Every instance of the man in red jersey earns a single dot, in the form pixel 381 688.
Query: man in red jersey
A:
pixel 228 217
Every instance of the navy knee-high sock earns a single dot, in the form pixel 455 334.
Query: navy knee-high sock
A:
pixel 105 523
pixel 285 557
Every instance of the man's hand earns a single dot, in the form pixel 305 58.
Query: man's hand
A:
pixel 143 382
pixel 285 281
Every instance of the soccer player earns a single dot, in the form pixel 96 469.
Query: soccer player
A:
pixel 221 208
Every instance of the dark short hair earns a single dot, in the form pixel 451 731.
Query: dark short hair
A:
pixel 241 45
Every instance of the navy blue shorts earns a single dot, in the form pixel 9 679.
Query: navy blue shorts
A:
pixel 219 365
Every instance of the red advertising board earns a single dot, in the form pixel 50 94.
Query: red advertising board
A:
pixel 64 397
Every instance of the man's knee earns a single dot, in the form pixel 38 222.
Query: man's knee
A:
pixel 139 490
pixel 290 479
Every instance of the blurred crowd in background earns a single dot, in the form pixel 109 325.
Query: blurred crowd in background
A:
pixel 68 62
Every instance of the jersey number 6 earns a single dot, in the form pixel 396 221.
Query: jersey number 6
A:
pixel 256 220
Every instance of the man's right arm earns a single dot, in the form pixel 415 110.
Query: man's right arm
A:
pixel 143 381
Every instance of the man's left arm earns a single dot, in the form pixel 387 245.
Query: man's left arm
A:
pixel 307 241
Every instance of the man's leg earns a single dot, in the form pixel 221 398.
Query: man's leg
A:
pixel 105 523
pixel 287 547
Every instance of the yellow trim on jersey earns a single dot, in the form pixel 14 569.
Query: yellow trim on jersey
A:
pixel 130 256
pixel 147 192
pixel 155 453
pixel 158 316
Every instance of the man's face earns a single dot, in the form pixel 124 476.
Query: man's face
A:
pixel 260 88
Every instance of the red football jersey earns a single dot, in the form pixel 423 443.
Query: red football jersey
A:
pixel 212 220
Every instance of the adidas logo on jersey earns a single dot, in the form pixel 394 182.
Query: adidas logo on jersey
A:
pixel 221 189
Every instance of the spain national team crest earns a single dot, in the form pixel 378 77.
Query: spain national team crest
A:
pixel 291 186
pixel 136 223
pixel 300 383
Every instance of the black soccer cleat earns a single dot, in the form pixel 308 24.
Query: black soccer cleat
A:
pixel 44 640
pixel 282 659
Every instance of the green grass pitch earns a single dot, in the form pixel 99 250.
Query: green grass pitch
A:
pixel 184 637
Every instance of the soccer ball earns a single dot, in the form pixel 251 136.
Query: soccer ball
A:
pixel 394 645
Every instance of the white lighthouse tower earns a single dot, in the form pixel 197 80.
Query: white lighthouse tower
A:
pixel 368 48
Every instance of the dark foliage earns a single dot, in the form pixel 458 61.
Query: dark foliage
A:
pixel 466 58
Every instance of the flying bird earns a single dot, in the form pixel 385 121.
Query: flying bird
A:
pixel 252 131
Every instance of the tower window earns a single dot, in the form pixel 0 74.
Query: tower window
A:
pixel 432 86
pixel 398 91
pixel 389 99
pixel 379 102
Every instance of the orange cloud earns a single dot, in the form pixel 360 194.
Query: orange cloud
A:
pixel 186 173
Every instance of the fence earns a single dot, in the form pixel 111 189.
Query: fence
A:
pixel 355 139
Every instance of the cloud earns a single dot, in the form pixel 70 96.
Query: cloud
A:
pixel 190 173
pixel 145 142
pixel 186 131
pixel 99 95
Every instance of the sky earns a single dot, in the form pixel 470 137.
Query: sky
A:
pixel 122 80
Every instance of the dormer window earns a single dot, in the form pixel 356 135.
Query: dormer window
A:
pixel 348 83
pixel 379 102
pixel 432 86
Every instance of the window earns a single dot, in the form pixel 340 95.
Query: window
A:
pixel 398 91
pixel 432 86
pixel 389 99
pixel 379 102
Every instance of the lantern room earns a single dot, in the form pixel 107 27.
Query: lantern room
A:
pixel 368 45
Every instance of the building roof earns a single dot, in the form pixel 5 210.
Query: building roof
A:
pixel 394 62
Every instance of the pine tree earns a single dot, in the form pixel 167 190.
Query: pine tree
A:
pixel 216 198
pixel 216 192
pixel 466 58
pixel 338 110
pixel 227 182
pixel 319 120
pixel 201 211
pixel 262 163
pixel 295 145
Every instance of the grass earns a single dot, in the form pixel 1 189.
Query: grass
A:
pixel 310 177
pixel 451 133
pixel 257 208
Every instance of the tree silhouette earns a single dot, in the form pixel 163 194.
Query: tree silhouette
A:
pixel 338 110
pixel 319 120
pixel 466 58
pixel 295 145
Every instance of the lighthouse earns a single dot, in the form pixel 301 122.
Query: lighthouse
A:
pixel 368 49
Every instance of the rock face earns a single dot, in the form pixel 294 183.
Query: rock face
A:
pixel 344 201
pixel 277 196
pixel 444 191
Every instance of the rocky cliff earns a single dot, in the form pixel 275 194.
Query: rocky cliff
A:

______________________________

-- Task objective --
Show every line from the entries above in which the word "shorts" appears.

-- Answer area --
Every instance of the navy blue shorts earns a single dot, in the form pixel 9 679.
Query: navy blue shorts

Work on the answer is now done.